> [Task instructions]
Convert every line of the listing below into a JSON list of strings, with one string per line and blank lines omitted.

> [Material to process]

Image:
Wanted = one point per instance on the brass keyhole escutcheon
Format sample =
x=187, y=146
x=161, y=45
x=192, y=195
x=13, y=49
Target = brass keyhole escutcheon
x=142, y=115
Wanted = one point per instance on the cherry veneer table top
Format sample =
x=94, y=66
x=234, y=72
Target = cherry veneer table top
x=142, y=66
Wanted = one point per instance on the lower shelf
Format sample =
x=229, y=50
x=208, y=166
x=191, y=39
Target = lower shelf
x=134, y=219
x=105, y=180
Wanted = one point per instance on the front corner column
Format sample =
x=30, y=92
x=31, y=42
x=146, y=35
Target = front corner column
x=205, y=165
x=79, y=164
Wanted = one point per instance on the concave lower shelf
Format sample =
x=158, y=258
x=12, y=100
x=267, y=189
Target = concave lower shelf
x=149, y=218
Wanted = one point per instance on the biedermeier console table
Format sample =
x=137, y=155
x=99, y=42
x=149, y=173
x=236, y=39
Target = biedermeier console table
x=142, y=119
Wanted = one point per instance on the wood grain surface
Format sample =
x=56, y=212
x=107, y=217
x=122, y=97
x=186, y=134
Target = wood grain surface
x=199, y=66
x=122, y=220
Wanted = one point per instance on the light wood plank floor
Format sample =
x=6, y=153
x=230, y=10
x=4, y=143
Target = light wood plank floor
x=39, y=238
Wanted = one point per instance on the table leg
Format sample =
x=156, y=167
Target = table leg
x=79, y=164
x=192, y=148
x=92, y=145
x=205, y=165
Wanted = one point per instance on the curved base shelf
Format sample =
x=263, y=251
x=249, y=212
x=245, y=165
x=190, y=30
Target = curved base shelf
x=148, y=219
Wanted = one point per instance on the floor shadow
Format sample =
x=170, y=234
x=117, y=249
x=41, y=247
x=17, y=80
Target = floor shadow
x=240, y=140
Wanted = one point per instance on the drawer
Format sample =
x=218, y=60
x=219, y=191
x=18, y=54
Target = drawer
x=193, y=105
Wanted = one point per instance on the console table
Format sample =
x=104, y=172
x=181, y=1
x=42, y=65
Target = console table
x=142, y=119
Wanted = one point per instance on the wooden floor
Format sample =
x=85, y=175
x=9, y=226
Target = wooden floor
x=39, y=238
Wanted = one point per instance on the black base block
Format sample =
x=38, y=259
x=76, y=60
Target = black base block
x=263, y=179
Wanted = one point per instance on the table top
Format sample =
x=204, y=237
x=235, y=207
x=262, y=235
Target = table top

> [Problem solution]
[
  "Image:",
  "Wanted = one point per instance on the brass keyhole escutcheon",
  "Format sample =",
  "x=187, y=146",
  "x=161, y=45",
  "x=192, y=195",
  "x=13, y=49",
  "Target = brass keyhole escutcheon",
  "x=142, y=115",
  "Wanted = one point per instance on the cherry veneer table top",
  "Format sample =",
  "x=94, y=66",
  "x=234, y=72",
  "Target = cherry veneer table top",
  "x=142, y=66",
  "Wanted = one point per instance on the lower shelf",
  "Format sample =",
  "x=229, y=50",
  "x=208, y=166",
  "x=191, y=39",
  "Target = lower shelf",
  "x=134, y=219",
  "x=105, y=180",
  "Wanted = one point per instance on the front corner column",
  "Format sample =",
  "x=30, y=92",
  "x=31, y=42",
  "x=146, y=35",
  "Target = front corner column",
  "x=205, y=165",
  "x=79, y=164",
  "Wanted = one point per instance on the concave lower shelf",
  "Format sample =",
  "x=158, y=258",
  "x=12, y=100",
  "x=267, y=189",
  "Target = concave lower shelf",
  "x=149, y=218",
  "Wanted = one point per instance on the biedermeier console table",
  "Format sample =",
  "x=137, y=155",
  "x=99, y=42",
  "x=149, y=173",
  "x=236, y=39",
  "Target = biedermeier console table",
  "x=142, y=119",
  "Wanted = one point per instance on the wood grain surface",
  "Format sample =",
  "x=56, y=212",
  "x=107, y=217",
  "x=122, y=97",
  "x=186, y=134",
  "Target = wood grain surface",
  "x=199, y=66",
  "x=122, y=220",
  "Wanted = one point per instance on the light wood plank floor",
  "Format sample =",
  "x=6, y=153",
  "x=230, y=10",
  "x=4, y=143",
  "Target = light wood plank floor",
  "x=39, y=238",
  "Wanted = one point per instance on the table leg",
  "Format sample =",
  "x=156, y=167",
  "Target = table leg",
  "x=79, y=164",
  "x=192, y=148",
  "x=92, y=145",
  "x=205, y=165",
  "Wanted = one point per instance on the curved base shelf",
  "Format sample =",
  "x=263, y=251",
  "x=249, y=212",
  "x=245, y=165",
  "x=190, y=30",
  "Target = curved base shelf",
  "x=148, y=219",
  "Wanted = one point per instance on the floor shadow",
  "Format sample =",
  "x=170, y=234",
  "x=117, y=249",
  "x=41, y=247",
  "x=17, y=80",
  "Target = floor shadow",
  "x=240, y=140",
  "Wanted = one point per instance on the drawer",
  "Format sample =",
  "x=218, y=60",
  "x=219, y=191",
  "x=18, y=54",
  "Target = drawer",
  "x=193, y=105",
  "Wanted = one point per instance on the console table",
  "Format sample =",
  "x=104, y=172",
  "x=181, y=1",
  "x=42, y=65",
  "Target = console table",
  "x=142, y=119",
  "Wanted = one point per instance on the wooden floor",
  "Format sample =",
  "x=85, y=175",
  "x=9, y=226",
  "Target = wooden floor",
  "x=39, y=238",
  "Wanted = one point per instance on the black base block",
  "Format sample =",
  "x=38, y=259",
  "x=76, y=60",
  "Target = black base block",
  "x=263, y=179",
  "Wanted = one point per instance on the table top",
  "Format sample =",
  "x=204, y=237",
  "x=235, y=207",
  "x=262, y=235",
  "Target = table top"
]